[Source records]
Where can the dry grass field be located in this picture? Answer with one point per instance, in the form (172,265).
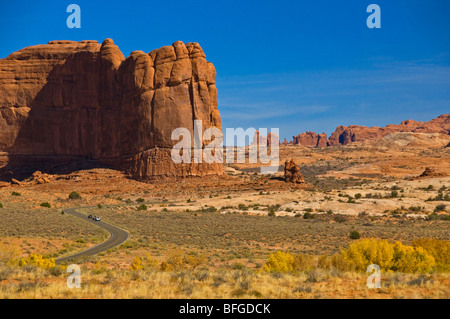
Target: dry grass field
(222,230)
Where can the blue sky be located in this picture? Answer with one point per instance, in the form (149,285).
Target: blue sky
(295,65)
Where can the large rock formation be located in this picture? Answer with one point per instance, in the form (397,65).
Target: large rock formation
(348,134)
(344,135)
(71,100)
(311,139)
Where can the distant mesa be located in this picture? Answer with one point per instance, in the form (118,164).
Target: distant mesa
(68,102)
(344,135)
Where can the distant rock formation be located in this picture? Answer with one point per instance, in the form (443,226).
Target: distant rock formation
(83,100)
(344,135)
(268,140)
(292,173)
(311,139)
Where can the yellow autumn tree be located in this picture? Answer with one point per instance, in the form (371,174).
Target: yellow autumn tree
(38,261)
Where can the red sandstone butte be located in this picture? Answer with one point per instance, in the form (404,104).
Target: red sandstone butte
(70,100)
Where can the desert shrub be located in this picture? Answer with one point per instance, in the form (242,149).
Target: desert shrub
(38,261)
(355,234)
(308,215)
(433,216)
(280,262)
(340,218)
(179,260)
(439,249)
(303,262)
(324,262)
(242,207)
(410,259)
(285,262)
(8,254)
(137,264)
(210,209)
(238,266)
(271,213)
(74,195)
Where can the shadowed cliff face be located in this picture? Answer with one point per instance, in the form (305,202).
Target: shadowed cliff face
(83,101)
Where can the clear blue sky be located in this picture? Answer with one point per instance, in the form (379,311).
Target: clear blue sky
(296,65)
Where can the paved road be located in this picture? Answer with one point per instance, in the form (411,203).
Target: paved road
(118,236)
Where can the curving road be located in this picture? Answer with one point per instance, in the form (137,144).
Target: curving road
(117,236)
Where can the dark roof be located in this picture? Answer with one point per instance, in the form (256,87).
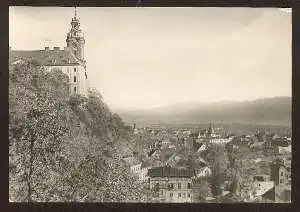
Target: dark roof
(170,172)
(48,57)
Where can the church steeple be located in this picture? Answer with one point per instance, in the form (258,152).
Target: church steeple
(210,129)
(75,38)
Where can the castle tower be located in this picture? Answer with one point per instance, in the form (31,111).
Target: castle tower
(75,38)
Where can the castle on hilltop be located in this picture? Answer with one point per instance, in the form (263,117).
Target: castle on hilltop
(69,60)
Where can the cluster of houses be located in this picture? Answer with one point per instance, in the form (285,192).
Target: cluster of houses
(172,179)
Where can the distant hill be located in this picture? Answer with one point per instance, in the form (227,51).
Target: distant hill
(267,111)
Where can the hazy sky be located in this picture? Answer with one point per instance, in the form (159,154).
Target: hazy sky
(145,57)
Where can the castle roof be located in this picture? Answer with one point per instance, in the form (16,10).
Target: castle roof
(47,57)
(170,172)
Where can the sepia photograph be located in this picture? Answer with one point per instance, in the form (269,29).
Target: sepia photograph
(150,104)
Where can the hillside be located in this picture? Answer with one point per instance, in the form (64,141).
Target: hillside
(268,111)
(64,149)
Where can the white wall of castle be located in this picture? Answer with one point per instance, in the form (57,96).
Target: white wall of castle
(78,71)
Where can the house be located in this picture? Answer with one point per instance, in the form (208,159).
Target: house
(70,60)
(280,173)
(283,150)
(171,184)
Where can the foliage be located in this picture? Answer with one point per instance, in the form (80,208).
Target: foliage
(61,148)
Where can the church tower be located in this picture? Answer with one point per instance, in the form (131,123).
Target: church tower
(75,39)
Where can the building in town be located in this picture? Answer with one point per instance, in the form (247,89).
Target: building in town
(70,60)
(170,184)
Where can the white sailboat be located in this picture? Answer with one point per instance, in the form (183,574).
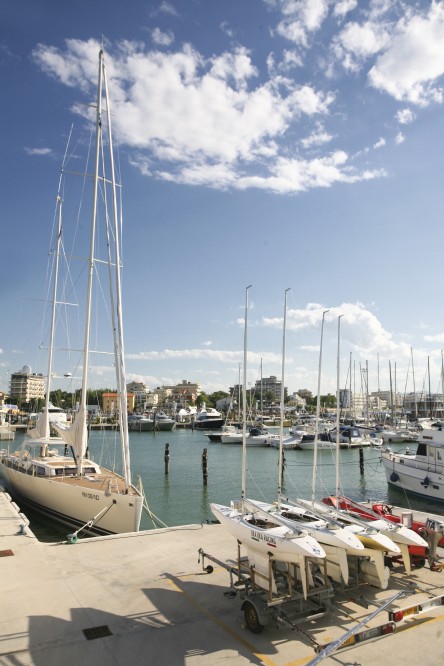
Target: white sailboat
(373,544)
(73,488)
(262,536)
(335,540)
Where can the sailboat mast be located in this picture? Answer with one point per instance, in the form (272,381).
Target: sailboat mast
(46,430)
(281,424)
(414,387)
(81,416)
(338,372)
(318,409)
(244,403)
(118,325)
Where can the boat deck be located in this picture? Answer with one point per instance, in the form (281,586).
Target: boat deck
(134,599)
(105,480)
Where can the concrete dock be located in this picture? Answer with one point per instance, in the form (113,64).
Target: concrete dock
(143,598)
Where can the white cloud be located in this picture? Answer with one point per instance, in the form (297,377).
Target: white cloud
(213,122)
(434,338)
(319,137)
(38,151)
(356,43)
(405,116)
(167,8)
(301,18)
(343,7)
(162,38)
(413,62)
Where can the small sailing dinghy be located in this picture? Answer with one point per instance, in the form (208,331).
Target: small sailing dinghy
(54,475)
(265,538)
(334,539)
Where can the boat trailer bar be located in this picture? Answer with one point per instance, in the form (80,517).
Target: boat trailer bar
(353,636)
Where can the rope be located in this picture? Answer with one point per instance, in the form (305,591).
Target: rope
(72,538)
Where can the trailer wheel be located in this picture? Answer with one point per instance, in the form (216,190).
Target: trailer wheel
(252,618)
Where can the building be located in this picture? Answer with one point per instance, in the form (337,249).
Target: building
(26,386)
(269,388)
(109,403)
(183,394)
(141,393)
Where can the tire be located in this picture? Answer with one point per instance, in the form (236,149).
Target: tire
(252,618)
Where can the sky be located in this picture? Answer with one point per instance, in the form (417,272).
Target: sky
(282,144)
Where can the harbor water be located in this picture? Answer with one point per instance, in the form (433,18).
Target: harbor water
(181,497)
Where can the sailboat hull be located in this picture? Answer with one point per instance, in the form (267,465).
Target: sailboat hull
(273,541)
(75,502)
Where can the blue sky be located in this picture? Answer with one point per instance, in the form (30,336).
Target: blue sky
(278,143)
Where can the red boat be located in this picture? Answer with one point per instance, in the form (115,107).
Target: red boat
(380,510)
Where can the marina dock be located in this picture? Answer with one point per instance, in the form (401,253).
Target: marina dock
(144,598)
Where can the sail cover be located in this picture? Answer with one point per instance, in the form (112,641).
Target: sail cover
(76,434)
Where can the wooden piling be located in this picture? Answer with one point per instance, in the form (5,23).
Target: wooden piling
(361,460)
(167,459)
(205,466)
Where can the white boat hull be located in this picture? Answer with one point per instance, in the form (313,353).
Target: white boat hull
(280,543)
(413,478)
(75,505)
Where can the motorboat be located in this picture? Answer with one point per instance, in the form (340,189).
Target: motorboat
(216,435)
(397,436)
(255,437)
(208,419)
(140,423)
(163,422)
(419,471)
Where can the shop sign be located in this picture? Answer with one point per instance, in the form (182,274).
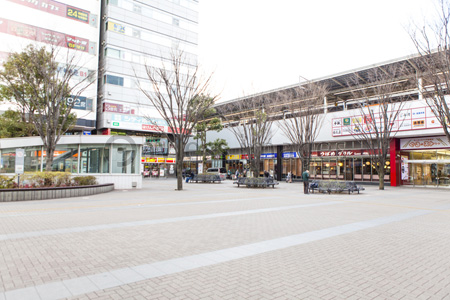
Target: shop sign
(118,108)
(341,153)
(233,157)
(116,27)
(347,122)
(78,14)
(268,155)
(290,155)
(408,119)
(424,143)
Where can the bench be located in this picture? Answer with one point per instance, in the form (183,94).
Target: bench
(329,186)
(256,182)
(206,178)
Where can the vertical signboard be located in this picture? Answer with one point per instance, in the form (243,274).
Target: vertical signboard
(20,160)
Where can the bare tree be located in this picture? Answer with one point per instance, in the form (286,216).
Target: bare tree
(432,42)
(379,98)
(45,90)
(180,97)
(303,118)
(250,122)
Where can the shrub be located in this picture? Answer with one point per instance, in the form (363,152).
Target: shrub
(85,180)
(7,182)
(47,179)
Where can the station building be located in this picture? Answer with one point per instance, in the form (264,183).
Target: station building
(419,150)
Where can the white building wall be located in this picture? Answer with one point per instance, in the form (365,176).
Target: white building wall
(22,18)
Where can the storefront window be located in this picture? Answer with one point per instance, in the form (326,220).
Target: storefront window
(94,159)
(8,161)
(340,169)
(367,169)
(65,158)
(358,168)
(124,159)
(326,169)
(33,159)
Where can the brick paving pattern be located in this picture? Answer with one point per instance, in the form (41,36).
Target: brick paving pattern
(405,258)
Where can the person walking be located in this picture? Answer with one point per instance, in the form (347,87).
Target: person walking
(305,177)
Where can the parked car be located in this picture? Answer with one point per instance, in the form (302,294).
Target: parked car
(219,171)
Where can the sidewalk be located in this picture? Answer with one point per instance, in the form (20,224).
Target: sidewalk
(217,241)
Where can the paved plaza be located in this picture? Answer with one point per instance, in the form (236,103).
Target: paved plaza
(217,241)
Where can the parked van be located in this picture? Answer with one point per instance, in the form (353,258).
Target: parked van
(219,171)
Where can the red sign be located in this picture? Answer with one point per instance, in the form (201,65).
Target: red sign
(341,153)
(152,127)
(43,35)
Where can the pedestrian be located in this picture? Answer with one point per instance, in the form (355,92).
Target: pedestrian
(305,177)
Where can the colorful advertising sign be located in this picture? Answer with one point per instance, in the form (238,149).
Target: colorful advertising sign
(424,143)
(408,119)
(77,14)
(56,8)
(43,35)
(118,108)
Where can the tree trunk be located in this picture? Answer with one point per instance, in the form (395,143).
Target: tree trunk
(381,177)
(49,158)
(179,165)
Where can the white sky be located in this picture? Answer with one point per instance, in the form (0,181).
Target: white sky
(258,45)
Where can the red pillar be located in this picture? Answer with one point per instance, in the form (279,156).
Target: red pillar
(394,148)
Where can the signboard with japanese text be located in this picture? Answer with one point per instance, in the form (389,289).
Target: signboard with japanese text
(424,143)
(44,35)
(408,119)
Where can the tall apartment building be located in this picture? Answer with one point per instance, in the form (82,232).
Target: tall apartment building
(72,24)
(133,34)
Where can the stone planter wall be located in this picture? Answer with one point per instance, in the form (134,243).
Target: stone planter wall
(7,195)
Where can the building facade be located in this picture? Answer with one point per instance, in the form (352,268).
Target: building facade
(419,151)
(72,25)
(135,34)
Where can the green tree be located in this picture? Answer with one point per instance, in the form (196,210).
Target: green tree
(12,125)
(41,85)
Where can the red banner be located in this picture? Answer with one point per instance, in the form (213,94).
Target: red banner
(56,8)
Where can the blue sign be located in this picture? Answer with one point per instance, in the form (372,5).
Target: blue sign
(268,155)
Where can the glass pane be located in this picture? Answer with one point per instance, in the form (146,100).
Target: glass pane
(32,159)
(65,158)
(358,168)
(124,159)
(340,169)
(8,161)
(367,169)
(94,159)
--
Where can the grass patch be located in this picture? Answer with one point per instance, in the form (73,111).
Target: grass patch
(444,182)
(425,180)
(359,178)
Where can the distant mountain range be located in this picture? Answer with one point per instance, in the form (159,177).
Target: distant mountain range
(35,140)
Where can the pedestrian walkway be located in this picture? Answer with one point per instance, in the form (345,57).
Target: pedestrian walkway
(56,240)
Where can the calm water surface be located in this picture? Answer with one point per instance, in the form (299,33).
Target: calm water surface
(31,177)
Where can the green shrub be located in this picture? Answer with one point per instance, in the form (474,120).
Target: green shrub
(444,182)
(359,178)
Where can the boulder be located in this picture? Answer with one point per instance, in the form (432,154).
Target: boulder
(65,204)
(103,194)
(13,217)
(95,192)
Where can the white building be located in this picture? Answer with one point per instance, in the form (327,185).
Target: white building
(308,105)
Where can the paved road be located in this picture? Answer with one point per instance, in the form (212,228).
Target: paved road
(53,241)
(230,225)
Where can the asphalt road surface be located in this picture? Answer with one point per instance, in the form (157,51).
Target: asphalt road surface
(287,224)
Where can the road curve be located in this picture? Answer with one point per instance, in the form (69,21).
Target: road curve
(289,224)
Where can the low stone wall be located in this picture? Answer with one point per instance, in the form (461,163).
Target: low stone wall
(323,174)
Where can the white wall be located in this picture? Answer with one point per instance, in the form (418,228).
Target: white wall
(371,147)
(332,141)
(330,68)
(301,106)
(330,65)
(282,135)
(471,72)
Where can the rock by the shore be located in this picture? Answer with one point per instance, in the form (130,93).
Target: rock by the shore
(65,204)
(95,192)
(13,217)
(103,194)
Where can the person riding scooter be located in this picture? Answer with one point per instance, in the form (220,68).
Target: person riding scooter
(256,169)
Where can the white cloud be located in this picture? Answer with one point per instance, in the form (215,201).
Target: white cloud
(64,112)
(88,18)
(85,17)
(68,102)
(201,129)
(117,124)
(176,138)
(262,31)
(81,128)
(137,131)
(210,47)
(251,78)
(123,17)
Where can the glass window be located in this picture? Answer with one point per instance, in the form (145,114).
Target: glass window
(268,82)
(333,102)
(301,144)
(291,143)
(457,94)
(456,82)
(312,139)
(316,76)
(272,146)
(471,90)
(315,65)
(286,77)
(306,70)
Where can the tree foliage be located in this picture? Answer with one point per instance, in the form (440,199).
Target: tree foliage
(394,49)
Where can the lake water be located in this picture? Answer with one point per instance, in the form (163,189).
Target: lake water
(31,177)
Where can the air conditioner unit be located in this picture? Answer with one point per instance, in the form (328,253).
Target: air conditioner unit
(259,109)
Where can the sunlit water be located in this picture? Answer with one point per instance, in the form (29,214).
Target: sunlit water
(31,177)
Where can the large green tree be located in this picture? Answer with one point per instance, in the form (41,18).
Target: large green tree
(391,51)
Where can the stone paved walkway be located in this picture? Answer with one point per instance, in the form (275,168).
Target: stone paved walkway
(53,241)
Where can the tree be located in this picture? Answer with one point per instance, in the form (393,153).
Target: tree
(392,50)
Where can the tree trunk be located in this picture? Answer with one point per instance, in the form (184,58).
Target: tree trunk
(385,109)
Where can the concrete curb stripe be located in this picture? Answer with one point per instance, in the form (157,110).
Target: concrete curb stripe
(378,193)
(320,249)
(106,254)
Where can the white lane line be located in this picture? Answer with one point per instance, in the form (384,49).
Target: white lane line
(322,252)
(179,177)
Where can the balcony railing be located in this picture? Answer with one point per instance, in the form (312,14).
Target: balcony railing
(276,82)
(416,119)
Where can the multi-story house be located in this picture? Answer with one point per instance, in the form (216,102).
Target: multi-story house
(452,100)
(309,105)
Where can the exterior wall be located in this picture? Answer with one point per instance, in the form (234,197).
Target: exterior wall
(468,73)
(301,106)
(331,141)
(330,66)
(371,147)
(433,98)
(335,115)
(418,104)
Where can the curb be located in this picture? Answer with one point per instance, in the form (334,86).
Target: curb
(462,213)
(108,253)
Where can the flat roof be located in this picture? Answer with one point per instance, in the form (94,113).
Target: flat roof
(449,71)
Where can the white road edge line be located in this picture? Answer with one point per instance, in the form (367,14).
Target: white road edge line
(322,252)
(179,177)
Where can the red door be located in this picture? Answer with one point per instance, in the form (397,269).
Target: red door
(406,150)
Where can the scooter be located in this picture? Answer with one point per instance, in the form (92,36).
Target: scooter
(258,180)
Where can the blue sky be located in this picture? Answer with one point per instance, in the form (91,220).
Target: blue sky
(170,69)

EXERCISE DETAILS – State how many lines of the records above contain the string "castle", treating uppercase and lowercase as distinct. Give only the number.

RESULT FOR THIS TASK – 8